**Data for the task**:
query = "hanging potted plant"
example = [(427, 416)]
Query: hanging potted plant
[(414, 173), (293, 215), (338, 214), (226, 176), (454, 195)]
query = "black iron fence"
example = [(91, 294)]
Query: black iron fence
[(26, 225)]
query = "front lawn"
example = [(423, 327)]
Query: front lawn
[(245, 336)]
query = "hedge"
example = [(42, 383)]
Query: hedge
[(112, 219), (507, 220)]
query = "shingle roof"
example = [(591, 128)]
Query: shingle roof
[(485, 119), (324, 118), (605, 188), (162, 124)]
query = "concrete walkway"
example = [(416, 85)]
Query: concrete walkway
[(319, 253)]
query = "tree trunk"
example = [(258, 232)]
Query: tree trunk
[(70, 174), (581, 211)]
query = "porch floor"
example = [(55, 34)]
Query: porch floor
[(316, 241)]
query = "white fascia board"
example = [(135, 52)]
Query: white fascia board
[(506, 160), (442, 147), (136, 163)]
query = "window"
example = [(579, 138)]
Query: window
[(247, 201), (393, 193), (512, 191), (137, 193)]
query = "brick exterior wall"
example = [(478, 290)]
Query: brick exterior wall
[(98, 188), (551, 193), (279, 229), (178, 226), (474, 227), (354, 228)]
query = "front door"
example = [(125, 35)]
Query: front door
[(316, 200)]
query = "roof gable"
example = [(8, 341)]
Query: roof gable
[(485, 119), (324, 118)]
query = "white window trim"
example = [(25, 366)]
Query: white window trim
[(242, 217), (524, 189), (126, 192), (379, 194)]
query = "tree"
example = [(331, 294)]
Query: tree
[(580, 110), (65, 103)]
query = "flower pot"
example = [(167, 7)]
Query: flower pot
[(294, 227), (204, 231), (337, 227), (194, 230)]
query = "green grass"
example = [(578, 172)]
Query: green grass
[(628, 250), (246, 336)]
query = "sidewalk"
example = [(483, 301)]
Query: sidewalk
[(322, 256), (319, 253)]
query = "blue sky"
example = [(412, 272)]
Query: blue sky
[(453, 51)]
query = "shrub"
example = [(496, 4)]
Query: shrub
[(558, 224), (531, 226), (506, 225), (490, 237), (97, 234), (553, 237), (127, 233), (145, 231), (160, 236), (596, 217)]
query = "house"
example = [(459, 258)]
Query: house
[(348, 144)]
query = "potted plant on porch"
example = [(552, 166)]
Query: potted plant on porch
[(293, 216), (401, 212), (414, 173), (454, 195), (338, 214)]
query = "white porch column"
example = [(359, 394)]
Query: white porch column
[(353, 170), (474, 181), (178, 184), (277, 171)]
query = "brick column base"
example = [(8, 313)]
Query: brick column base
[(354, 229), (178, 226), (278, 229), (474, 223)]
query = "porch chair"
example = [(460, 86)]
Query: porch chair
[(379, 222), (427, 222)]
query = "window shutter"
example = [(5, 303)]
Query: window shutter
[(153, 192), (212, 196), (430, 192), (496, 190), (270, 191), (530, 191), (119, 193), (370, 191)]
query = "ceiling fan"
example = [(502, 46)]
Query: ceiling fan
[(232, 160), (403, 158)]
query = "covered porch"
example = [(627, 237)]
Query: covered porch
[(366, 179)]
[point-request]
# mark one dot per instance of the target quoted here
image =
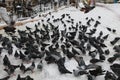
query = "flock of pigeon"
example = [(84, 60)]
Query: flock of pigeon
[(53, 46)]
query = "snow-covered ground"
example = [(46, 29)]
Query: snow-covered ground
[(110, 17)]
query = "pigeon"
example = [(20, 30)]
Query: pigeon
[(9, 29), (92, 53), (115, 68), (97, 23), (40, 66), (111, 59), (61, 66), (80, 62), (97, 71), (16, 55), (10, 70), (6, 61), (19, 78), (5, 78), (28, 28), (105, 37), (94, 60), (24, 78), (90, 77), (28, 78), (102, 57), (30, 68), (22, 68), (107, 52), (114, 30), (117, 48), (110, 76), (75, 52), (115, 40)]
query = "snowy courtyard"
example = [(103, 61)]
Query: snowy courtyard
[(79, 42)]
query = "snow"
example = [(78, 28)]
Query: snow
[(110, 17)]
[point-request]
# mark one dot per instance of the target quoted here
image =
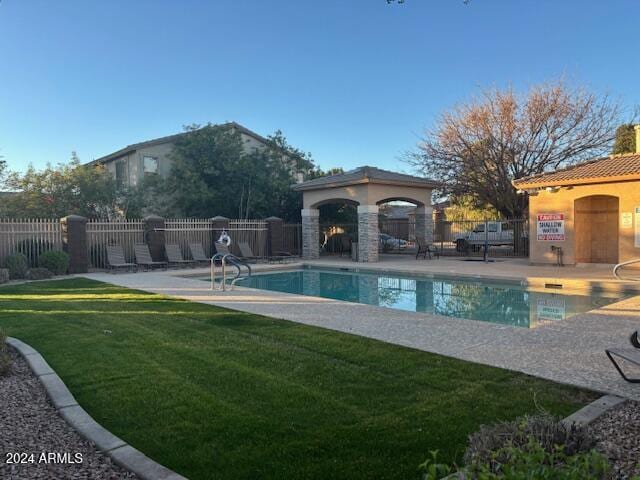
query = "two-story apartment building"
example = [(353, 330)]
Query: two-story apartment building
[(153, 157)]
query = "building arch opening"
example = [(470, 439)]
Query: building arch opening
[(596, 229)]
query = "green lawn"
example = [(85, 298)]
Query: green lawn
[(214, 393)]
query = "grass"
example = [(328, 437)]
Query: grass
[(213, 393)]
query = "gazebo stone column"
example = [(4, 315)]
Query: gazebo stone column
[(368, 233), (310, 233), (424, 224)]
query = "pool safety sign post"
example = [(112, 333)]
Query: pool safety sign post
[(637, 230), (550, 227), (552, 309)]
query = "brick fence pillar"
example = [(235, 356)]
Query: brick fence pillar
[(154, 235), (217, 225), (424, 224), (368, 233), (74, 242), (310, 233), (275, 239)]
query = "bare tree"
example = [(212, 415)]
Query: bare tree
[(479, 147)]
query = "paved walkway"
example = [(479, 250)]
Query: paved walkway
[(570, 351)]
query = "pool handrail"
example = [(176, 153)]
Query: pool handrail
[(231, 260), (623, 264)]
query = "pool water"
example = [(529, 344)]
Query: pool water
[(507, 304)]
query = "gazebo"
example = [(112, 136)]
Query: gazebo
[(367, 188)]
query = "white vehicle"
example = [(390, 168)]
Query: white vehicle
[(497, 234)]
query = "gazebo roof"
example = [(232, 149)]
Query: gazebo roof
[(362, 175)]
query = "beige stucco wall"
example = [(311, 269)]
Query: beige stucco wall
[(368, 194), (562, 201), (163, 153)]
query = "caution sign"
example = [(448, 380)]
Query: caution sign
[(551, 227), (551, 309)]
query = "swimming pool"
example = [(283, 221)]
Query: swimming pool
[(487, 301)]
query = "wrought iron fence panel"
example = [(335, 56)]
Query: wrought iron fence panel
[(252, 232), (29, 236), (292, 238), (101, 233), (183, 231)]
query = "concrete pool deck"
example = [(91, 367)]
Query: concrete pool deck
[(569, 351)]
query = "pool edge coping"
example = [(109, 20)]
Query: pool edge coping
[(84, 424)]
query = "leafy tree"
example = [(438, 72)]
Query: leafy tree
[(213, 174), (466, 207), (480, 147), (625, 139), (62, 190)]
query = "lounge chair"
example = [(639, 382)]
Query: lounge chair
[(425, 249), (174, 256), (143, 257), (197, 253), (631, 355), (247, 254), (116, 260)]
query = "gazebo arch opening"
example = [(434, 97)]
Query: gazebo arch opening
[(338, 222), (401, 221), (368, 188)]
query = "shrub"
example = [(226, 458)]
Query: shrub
[(17, 265), (5, 359), (535, 447), (38, 274), (546, 429), (54, 261), (529, 461)]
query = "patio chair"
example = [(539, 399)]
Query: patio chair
[(174, 256), (143, 257), (425, 249), (197, 253), (631, 355), (116, 260)]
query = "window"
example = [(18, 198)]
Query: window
[(121, 174), (149, 165)]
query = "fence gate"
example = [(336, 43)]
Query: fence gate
[(466, 238)]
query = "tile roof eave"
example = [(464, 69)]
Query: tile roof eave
[(523, 184)]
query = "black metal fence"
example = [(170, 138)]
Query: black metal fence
[(468, 238)]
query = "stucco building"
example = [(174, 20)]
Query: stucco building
[(366, 188), (131, 164), (591, 211)]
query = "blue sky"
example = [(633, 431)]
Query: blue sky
[(352, 81)]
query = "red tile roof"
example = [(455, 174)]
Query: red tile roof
[(602, 170)]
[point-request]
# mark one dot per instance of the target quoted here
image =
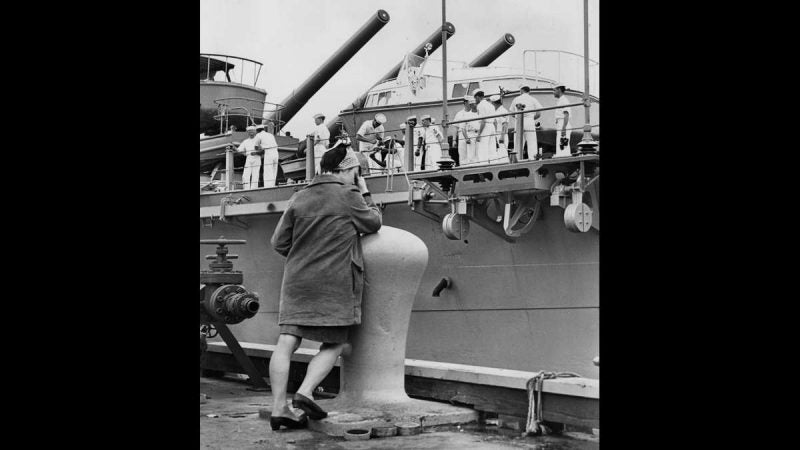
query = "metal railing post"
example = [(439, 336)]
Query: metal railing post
[(409, 147), (309, 157), (587, 145), (229, 168)]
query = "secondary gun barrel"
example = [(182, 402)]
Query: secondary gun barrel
[(494, 51), (300, 96)]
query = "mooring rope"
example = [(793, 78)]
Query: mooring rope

**Directions for this task**:
Nothing should appear in the answer except the lines above from the line with "Query: black iron fence" through the line with "example = [(478, 290)]", both included, written out exactly.

**Expected answer**:
Query: black iron fence
[(26, 225)]
query = "front lawn"
example = [(423, 327)]
Query: front lawn
[(245, 336)]
query = "hedge"
example = [(42, 383)]
Query: hedge
[(112, 219), (507, 220)]
query = "shingle roof"
example = [(591, 128)]
Query: shingle roof
[(485, 119), (324, 118), (605, 188), (162, 124)]
query = "concrete walkway"
example = [(416, 85)]
Query: concrete walkway
[(319, 253)]
query = "tree trunk"
example = [(258, 232)]
Query: tree trunk
[(70, 174), (581, 211)]
query = "porch floor"
example = [(55, 34)]
Query: porch floor
[(316, 241)]
query = "white fascia board"
example = [(135, 52)]
Query: white fascia board
[(506, 160), (442, 147), (136, 163)]
query = "window"
example = [(579, 138)]
Query: window
[(247, 201), (393, 193), (512, 191), (137, 193)]
query = "brick exterior wall"
example = [(478, 290)]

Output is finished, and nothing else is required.